THE TASK:
Change "tail fin" to "caudal fin" in the records, starting at the line that contains "blurred green background => bbox" and ending after the line that contains "(0, 0), (700, 590)". Leave all else unchanged and return only those lines.
((
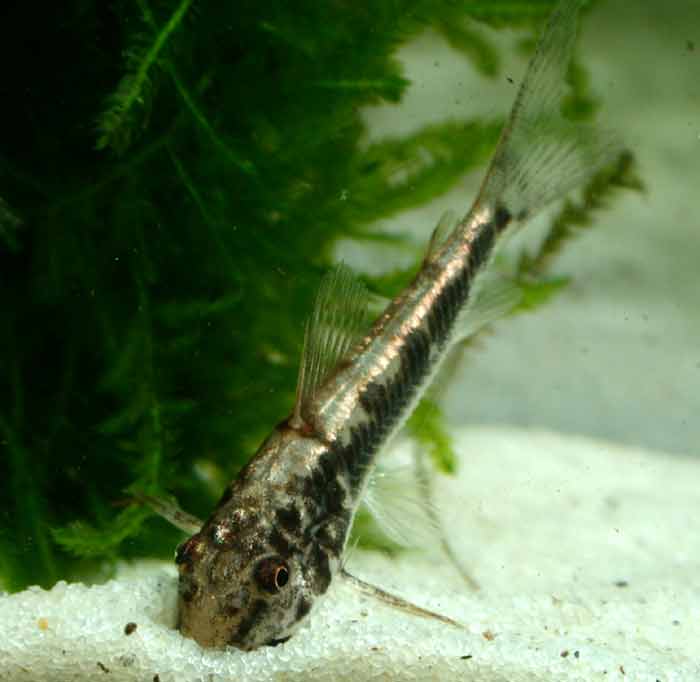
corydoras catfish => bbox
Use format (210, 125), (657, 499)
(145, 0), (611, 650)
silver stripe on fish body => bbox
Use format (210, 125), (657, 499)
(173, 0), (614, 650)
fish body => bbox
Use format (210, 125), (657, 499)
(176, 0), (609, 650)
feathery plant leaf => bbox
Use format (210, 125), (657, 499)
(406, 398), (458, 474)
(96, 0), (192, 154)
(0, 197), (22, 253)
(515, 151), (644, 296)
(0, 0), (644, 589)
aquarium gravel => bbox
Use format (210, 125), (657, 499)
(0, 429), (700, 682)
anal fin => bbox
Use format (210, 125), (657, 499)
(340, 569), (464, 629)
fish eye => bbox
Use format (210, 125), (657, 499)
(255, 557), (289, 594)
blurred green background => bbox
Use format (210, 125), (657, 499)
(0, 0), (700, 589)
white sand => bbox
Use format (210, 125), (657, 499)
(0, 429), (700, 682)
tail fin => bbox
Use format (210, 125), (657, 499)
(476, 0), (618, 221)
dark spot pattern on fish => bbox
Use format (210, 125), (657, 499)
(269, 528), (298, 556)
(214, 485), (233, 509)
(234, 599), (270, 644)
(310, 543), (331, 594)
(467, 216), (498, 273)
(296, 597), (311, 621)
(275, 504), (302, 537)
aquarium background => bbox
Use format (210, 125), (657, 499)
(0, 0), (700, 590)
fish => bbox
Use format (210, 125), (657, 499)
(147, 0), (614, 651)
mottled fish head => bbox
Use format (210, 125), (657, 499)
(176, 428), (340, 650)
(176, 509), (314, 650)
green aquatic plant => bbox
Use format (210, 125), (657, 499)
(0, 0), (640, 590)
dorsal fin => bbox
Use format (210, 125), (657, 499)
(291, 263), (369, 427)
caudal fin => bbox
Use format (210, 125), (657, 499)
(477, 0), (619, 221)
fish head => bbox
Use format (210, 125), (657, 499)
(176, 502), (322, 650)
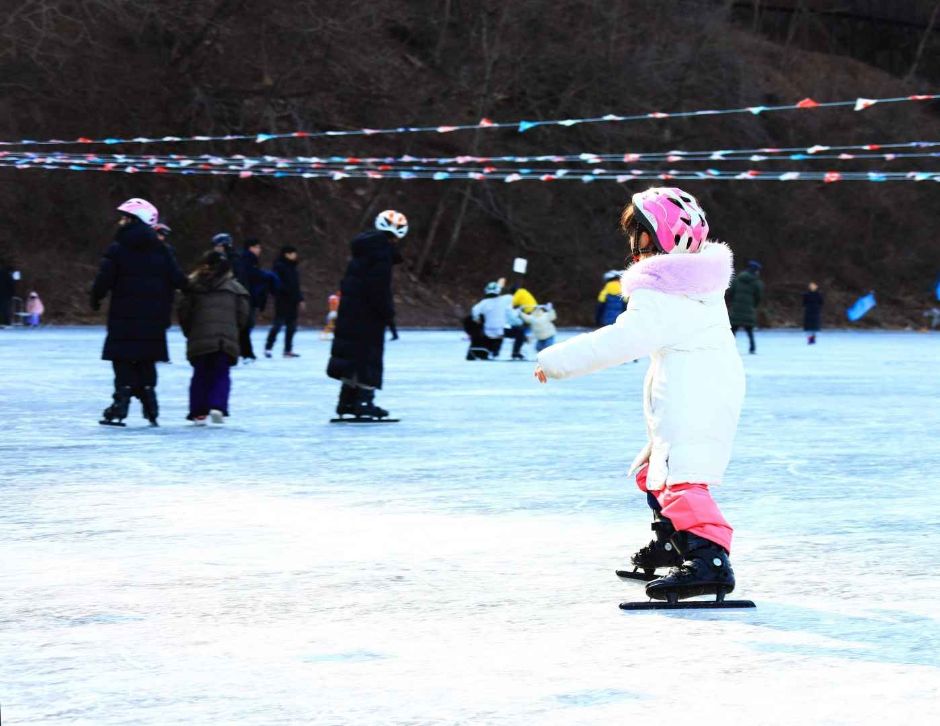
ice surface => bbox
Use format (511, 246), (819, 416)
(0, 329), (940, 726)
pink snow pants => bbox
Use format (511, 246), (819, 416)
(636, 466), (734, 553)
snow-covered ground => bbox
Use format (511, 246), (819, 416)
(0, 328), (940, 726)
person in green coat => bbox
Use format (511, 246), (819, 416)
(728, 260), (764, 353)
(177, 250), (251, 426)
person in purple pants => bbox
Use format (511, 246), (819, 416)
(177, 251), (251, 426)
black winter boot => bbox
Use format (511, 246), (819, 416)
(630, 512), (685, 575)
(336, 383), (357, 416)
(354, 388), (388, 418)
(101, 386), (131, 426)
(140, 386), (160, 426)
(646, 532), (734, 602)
))
((
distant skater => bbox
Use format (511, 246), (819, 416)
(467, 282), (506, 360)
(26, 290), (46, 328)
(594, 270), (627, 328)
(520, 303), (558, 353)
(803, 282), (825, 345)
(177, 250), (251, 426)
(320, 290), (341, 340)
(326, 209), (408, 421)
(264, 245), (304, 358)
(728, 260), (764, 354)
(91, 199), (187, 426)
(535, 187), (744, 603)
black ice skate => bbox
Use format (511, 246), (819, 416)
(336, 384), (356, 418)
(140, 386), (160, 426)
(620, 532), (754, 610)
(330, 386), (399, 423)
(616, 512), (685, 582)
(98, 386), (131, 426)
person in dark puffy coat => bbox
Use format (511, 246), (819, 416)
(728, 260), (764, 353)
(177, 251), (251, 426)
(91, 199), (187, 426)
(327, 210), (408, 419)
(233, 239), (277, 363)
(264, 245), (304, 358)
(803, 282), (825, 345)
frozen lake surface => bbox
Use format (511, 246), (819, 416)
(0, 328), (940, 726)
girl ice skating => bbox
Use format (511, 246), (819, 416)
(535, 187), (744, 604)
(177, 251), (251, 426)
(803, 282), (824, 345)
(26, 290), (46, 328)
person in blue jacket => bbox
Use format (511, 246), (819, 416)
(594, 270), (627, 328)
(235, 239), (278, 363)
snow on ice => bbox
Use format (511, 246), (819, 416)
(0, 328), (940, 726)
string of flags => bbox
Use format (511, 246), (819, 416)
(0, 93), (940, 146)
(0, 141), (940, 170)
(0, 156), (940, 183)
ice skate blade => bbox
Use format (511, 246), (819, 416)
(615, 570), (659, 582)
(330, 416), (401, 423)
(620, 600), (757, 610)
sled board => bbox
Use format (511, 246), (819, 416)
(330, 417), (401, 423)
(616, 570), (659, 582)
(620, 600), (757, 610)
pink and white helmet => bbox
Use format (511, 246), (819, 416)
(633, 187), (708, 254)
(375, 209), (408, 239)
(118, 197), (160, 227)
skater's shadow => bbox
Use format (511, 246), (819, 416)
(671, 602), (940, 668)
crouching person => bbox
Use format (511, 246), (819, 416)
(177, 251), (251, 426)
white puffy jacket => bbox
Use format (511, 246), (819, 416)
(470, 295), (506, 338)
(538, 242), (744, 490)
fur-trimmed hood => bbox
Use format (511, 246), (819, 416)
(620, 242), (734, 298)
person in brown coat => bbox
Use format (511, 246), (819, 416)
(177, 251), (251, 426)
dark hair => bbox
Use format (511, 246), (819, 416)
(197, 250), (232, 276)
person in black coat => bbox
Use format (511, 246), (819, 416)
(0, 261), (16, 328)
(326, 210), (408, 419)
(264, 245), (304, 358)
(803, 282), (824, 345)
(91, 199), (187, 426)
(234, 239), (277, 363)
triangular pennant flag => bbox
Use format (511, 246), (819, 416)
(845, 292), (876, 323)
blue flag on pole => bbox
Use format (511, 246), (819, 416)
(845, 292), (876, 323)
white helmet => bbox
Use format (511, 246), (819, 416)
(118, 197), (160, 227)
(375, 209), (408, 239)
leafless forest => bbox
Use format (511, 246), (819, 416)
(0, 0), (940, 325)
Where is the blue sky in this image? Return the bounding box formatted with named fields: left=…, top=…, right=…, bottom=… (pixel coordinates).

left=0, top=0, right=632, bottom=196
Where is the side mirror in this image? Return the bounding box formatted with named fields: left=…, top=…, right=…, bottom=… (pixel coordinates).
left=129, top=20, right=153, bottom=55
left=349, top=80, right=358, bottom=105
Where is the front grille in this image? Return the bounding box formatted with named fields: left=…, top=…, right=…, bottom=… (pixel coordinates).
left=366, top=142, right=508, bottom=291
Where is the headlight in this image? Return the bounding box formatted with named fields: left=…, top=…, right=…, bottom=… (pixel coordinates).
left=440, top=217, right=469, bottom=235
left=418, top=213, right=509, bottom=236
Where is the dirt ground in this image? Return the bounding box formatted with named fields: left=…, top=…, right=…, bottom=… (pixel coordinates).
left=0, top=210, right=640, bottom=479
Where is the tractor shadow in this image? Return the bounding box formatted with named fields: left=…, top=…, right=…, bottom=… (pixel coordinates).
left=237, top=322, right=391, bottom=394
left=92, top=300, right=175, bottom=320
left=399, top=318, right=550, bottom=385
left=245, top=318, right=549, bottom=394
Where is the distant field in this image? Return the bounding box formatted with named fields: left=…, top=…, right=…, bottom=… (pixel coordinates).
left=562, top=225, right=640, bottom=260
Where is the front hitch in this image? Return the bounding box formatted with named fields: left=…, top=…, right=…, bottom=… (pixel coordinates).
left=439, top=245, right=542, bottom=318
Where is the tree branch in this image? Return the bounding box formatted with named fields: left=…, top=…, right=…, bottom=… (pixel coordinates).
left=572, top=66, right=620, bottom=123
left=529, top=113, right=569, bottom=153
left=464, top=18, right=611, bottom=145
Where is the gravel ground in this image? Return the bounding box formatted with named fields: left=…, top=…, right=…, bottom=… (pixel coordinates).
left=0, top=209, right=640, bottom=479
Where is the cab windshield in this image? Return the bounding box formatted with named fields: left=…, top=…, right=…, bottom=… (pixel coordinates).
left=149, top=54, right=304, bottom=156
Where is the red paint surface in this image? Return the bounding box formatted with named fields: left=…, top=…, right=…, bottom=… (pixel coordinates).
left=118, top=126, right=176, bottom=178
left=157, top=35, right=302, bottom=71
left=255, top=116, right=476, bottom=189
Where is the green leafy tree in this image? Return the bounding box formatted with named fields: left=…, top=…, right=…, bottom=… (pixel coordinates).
))
((
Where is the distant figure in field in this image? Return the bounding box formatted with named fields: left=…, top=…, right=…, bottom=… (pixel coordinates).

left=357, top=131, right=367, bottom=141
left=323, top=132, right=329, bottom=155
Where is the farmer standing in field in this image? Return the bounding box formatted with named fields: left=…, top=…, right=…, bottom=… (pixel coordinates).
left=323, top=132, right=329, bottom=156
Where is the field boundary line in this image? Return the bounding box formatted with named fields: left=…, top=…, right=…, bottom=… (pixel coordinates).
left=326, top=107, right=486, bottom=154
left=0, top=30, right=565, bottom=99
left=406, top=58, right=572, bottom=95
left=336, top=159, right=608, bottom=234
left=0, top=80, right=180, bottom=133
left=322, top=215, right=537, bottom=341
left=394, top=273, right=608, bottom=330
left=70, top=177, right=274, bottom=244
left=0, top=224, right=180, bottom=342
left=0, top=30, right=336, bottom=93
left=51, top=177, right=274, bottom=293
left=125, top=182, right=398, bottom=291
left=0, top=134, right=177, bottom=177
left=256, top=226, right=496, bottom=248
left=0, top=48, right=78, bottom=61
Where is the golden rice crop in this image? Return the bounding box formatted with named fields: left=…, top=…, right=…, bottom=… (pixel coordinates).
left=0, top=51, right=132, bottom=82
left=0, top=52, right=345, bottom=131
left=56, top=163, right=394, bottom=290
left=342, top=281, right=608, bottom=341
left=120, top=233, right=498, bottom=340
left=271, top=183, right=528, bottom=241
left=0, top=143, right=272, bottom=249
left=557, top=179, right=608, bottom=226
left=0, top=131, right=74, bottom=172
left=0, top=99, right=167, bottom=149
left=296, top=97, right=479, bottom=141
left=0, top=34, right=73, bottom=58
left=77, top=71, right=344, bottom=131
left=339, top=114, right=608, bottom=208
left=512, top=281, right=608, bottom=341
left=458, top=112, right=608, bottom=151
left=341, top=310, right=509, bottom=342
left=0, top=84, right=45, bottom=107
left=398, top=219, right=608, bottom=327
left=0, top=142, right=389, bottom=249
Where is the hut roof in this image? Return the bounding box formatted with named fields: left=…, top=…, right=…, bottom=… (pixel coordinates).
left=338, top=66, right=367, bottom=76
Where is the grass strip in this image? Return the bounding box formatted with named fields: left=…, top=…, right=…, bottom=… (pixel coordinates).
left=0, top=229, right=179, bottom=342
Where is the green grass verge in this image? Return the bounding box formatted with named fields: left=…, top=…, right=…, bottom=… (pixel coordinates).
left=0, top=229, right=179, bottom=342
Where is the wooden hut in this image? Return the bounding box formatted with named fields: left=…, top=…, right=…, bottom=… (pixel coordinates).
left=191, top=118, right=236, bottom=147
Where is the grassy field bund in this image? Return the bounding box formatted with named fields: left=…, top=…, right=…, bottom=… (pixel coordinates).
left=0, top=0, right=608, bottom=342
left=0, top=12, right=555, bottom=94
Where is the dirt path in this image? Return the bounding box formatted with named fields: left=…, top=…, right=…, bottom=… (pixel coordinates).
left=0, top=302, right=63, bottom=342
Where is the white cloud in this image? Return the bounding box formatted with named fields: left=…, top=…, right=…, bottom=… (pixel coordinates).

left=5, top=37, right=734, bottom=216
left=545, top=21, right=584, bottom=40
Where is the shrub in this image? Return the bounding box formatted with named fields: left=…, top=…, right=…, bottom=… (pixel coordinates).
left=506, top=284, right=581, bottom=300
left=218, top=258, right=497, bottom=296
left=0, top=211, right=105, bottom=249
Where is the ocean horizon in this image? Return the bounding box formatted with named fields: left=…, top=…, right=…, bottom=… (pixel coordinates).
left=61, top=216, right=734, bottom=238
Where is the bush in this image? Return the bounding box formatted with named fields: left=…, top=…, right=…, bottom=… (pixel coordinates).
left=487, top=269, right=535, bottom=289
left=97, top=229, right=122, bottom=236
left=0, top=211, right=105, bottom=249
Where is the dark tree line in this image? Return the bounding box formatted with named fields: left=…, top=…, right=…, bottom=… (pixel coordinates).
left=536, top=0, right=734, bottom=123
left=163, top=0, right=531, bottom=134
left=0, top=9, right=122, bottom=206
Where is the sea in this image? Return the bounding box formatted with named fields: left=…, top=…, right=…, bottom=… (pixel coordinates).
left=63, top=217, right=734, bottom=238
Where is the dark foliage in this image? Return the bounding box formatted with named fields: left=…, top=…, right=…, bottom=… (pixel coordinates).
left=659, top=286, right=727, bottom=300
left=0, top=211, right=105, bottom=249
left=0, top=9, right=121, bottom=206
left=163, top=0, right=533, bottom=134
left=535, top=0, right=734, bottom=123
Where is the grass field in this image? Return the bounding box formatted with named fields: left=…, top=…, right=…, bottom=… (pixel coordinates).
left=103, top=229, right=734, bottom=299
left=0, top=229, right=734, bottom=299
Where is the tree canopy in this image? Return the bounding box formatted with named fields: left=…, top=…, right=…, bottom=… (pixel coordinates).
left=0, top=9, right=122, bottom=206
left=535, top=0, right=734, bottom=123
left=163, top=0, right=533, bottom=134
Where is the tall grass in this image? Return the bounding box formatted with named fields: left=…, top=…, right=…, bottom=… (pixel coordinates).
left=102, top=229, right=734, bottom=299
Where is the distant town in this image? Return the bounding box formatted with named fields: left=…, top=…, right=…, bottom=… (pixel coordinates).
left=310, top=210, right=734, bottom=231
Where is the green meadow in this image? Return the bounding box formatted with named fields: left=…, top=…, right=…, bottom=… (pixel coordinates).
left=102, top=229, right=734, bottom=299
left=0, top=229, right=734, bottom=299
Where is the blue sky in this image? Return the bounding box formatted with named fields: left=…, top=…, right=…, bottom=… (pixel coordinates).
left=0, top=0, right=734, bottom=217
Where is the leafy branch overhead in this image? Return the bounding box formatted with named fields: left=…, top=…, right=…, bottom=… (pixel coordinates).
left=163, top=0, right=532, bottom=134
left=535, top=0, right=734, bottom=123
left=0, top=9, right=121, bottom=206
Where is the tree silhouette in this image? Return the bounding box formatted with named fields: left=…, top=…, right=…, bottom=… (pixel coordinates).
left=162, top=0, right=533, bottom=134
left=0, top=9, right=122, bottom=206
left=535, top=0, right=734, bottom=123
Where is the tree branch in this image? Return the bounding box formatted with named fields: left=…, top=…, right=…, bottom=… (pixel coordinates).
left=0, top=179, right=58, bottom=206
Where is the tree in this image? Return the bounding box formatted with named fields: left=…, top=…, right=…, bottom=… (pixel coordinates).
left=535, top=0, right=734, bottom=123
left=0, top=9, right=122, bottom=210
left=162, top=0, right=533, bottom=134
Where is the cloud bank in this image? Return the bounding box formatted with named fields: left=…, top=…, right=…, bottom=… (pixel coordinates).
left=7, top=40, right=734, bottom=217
))
TASK OUTPUT:
blurred green background => bbox
Use format (210, 125), (657, 499)
(0, 0), (700, 589)
white sand => bbox
Use format (210, 125), (657, 499)
(0, 429), (700, 682)
caudal fin => bbox
Use format (210, 125), (657, 499)
(476, 0), (618, 221)
dark spot pattern on fish => bbox
Use format (210, 125), (657, 499)
(269, 528), (298, 556)
(214, 485), (233, 509)
(234, 599), (270, 644)
(310, 543), (331, 594)
(467, 216), (498, 273)
(296, 597), (311, 621)
(275, 504), (302, 537)
aquarium background => bbox
Use format (210, 125), (657, 499)
(0, 0), (700, 590)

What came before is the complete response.